BEGIN

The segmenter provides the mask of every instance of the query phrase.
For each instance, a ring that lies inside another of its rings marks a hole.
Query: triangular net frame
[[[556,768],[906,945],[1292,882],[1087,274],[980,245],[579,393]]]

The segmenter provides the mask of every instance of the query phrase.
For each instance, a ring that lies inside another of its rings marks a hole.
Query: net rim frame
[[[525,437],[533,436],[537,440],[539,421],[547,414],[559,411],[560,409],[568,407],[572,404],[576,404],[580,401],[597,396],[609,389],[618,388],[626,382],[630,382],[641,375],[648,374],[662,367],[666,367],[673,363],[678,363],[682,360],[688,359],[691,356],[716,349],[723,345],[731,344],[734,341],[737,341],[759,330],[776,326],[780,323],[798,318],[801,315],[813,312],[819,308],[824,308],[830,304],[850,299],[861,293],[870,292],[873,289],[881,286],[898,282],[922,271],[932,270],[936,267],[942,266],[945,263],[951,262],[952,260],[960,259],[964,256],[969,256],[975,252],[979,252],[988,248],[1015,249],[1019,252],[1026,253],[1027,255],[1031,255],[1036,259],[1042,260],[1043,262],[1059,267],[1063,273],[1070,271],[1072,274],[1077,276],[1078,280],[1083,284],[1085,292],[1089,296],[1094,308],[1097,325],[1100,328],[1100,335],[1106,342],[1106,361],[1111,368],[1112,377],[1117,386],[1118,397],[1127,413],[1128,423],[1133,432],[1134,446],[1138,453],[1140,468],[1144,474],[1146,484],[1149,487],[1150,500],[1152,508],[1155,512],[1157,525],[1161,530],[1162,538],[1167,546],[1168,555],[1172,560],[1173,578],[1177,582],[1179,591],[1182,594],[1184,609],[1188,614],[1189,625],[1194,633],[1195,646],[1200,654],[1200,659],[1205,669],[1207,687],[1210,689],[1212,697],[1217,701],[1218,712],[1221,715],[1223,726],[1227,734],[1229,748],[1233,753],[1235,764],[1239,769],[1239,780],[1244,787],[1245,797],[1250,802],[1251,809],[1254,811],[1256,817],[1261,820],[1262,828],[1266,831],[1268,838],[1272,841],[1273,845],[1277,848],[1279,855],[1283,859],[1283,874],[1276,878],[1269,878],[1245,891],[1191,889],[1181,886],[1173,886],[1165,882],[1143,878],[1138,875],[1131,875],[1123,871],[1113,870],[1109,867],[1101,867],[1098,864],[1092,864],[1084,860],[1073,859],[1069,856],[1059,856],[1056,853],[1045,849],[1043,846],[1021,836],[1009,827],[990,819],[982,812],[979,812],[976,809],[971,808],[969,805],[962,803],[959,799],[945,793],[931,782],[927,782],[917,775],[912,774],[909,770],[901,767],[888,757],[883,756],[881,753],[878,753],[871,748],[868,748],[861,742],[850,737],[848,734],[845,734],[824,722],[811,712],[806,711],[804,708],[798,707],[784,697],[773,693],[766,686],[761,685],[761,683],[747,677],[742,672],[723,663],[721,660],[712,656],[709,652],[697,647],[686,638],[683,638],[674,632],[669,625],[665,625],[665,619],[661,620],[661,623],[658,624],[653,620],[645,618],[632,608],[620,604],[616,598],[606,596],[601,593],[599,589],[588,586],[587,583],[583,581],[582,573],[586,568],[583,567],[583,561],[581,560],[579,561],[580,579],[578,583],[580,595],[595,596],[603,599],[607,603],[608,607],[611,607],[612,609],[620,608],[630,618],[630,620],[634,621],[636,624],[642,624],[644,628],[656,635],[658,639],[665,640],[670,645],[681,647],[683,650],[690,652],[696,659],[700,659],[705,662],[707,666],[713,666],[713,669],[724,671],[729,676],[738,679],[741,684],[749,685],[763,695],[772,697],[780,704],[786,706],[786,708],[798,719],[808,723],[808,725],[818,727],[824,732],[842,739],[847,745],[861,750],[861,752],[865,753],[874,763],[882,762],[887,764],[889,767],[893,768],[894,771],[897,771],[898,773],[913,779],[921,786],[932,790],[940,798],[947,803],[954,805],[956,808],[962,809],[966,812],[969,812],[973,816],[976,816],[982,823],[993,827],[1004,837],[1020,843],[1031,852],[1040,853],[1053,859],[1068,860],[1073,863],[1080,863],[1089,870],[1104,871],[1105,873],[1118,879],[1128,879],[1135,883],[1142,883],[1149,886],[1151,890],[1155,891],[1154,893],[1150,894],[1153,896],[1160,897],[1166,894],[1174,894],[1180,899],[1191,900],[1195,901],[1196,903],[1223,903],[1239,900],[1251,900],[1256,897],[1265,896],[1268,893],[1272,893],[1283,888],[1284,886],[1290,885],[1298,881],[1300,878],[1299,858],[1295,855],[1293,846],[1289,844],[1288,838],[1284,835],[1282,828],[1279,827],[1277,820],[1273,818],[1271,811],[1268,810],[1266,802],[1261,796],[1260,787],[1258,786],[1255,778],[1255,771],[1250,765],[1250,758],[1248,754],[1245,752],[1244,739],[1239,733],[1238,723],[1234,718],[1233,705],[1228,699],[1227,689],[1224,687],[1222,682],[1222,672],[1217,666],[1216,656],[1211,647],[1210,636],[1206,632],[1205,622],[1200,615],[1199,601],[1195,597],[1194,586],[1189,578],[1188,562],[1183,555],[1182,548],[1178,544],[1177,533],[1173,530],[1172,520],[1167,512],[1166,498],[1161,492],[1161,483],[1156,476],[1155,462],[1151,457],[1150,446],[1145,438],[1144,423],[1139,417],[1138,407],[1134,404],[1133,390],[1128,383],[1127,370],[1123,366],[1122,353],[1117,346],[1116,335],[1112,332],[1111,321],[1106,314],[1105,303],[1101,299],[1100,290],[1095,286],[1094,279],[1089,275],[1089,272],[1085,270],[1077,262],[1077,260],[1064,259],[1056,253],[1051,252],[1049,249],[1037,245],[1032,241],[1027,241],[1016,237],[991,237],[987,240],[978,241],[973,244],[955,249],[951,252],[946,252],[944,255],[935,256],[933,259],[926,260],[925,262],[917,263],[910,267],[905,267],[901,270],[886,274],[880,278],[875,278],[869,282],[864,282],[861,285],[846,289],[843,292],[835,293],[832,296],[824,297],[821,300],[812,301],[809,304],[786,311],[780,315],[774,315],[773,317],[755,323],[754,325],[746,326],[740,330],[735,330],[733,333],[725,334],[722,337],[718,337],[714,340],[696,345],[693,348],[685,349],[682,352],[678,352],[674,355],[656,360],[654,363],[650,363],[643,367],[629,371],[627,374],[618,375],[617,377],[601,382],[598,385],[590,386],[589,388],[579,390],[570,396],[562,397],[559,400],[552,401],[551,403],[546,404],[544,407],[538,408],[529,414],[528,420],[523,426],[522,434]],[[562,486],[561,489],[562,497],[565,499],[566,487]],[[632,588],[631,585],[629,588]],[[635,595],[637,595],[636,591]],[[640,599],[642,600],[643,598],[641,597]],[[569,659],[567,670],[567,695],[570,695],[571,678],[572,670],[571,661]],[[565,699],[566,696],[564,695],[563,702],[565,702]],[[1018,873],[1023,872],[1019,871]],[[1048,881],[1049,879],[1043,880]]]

END

- [What the exercise asks]:
Copy every record above exactly as it is.

- [Answer section]:
The segmenter provides the mask of every instance of the query phrase.
For each instance, a ring that lies inside another of its rings marks a hole.
Query: triangular net frame
[[[556,768],[906,945],[1292,882],[1087,274],[980,245],[579,393]]]

The segmenter provides the mask of every instance of the query phrase.
For each instance, a ring that lies inside another of its rings marks a hole.
Query: net rim frame
[[[525,437],[533,436],[537,440],[539,421],[547,414],[559,411],[560,409],[568,407],[572,404],[576,404],[580,401],[597,396],[609,389],[618,388],[626,382],[630,382],[641,375],[648,374],[662,367],[666,367],[673,363],[678,363],[682,360],[688,359],[691,356],[716,349],[723,345],[731,344],[734,341],[737,341],[759,330],[776,326],[780,323],[798,318],[801,315],[813,312],[819,308],[824,308],[830,304],[850,299],[861,293],[870,292],[873,289],[881,286],[898,282],[922,271],[932,270],[936,267],[942,266],[945,263],[951,262],[952,260],[960,259],[964,256],[969,256],[975,252],[979,252],[988,248],[1015,249],[1019,252],[1026,253],[1027,255],[1031,255],[1036,259],[1042,260],[1043,262],[1059,267],[1063,273],[1070,271],[1072,274],[1077,276],[1078,280],[1083,284],[1085,292],[1089,296],[1094,308],[1097,325],[1100,328],[1100,335],[1106,342],[1106,361],[1111,368],[1112,377],[1117,386],[1118,397],[1127,413],[1128,423],[1133,432],[1134,446],[1138,453],[1140,468],[1144,474],[1146,484],[1149,487],[1150,500],[1152,508],[1155,512],[1157,525],[1161,530],[1162,538],[1167,546],[1168,555],[1172,560],[1173,578],[1177,582],[1179,591],[1182,594],[1184,609],[1188,614],[1189,625],[1194,633],[1195,646],[1200,654],[1200,659],[1205,669],[1207,687],[1210,689],[1212,697],[1217,701],[1218,712],[1221,715],[1223,726],[1227,734],[1229,748],[1233,753],[1235,764],[1239,769],[1239,780],[1244,787],[1245,797],[1250,802],[1251,809],[1254,811],[1256,817],[1261,820],[1262,828],[1266,831],[1268,838],[1272,841],[1273,845],[1277,848],[1279,855],[1283,859],[1283,874],[1276,878],[1269,878],[1245,891],[1191,889],[1181,886],[1173,886],[1165,882],[1143,878],[1138,875],[1131,875],[1123,871],[1113,870],[1109,867],[1101,867],[1098,864],[1092,864],[1084,860],[1073,859],[1069,856],[1059,856],[1056,853],[1045,849],[1043,846],[1021,836],[1009,827],[990,819],[982,812],[979,812],[976,809],[971,808],[969,805],[962,803],[959,799],[945,793],[931,782],[927,782],[917,775],[912,774],[909,770],[901,767],[888,757],[883,756],[881,753],[878,753],[871,748],[868,748],[861,742],[850,737],[848,734],[845,734],[824,722],[811,712],[806,711],[804,708],[798,707],[784,697],[773,693],[766,686],[761,685],[761,683],[747,677],[742,672],[723,663],[721,660],[712,656],[709,652],[697,647],[686,638],[683,638],[674,632],[669,625],[665,625],[665,619],[661,620],[661,623],[658,624],[653,620],[645,618],[632,608],[620,604],[616,598],[606,596],[601,593],[599,589],[588,586],[587,583],[583,581],[582,573],[586,568],[583,567],[583,561],[581,560],[579,561],[580,579],[578,583],[580,595],[595,596],[603,599],[607,603],[608,607],[611,607],[612,609],[620,608],[630,618],[630,620],[634,621],[636,624],[642,624],[644,628],[656,635],[658,639],[665,640],[670,645],[681,647],[683,650],[690,652],[696,659],[700,659],[705,662],[707,666],[713,666],[713,669],[724,671],[729,676],[738,679],[741,684],[749,685],[763,695],[772,697],[780,704],[786,706],[786,708],[798,719],[808,723],[808,725],[818,727],[824,732],[842,739],[847,745],[861,750],[861,752],[865,753],[874,763],[882,762],[887,764],[889,767],[893,768],[894,771],[897,771],[898,773],[913,779],[921,786],[932,790],[940,798],[947,803],[954,805],[956,808],[962,809],[966,812],[969,812],[973,816],[976,816],[982,823],[993,827],[1004,837],[1020,843],[1031,852],[1040,853],[1053,859],[1068,860],[1073,863],[1080,863],[1089,870],[1104,871],[1105,873],[1118,879],[1128,879],[1135,883],[1142,883],[1149,886],[1151,890],[1155,891],[1154,893],[1150,894],[1153,896],[1160,897],[1166,894],[1174,894],[1180,899],[1191,900],[1195,901],[1196,903],[1223,903],[1239,900],[1251,900],[1256,897],[1265,896],[1268,893],[1272,893],[1283,888],[1284,886],[1290,885],[1298,881],[1300,878],[1299,858],[1295,855],[1293,846],[1289,844],[1288,838],[1284,835],[1282,828],[1279,827],[1277,820],[1273,818],[1271,811],[1268,810],[1266,802],[1261,796],[1260,787],[1258,786],[1255,778],[1255,771],[1250,765],[1250,758],[1248,754],[1245,752],[1244,739],[1239,733],[1238,723],[1234,718],[1233,705],[1228,699],[1227,689],[1224,687],[1222,682],[1222,672],[1217,666],[1216,656],[1211,647],[1210,636],[1206,632],[1205,622],[1200,615],[1199,601],[1195,597],[1194,586],[1189,578],[1188,562],[1183,555],[1182,548],[1178,544],[1177,533],[1173,530],[1172,520],[1167,512],[1166,498],[1161,492],[1161,483],[1156,476],[1155,462],[1151,457],[1150,446],[1145,438],[1144,423],[1139,417],[1138,407],[1134,404],[1133,390],[1128,383],[1127,370],[1123,366],[1122,353],[1117,346],[1116,335],[1112,332],[1111,321],[1106,314],[1105,303],[1101,299],[1100,290],[1095,286],[1094,279],[1089,275],[1089,272],[1085,270],[1077,262],[1077,260],[1064,259],[1056,253],[1051,252],[1049,249],[1037,245],[1032,241],[1027,241],[1016,237],[991,237],[987,240],[978,241],[973,244],[955,249],[951,252],[946,252],[944,255],[935,256],[933,259],[926,260],[925,262],[917,263],[910,267],[905,267],[901,270],[886,274],[880,278],[875,278],[869,282],[864,282],[861,285],[846,289],[843,292],[835,293],[832,296],[824,297],[821,300],[812,301],[809,304],[786,311],[780,315],[774,315],[773,317],[755,323],[754,325],[746,326],[740,330],[735,330],[733,333],[725,334],[722,337],[718,337],[714,340],[696,345],[693,348],[685,349],[682,352],[678,352],[674,355],[656,360],[654,363],[650,363],[643,367],[629,371],[627,374],[618,375],[617,377],[601,382],[598,385],[590,386],[589,388],[579,390],[570,396],[562,397],[559,400],[552,401],[551,403],[546,404],[544,407],[538,408],[529,414],[528,420],[523,426],[522,434]],[[562,486],[561,489],[562,497],[565,499],[566,487]],[[632,588],[631,585],[629,588]],[[635,595],[637,595],[636,591]],[[640,599],[642,600],[643,598],[641,597]],[[569,659],[567,670],[567,695],[570,695],[571,678],[572,670],[571,661]],[[565,699],[566,696],[564,695],[563,702],[565,702]],[[1018,873],[1023,872],[1019,871]],[[1048,881],[1049,879],[1043,880]]]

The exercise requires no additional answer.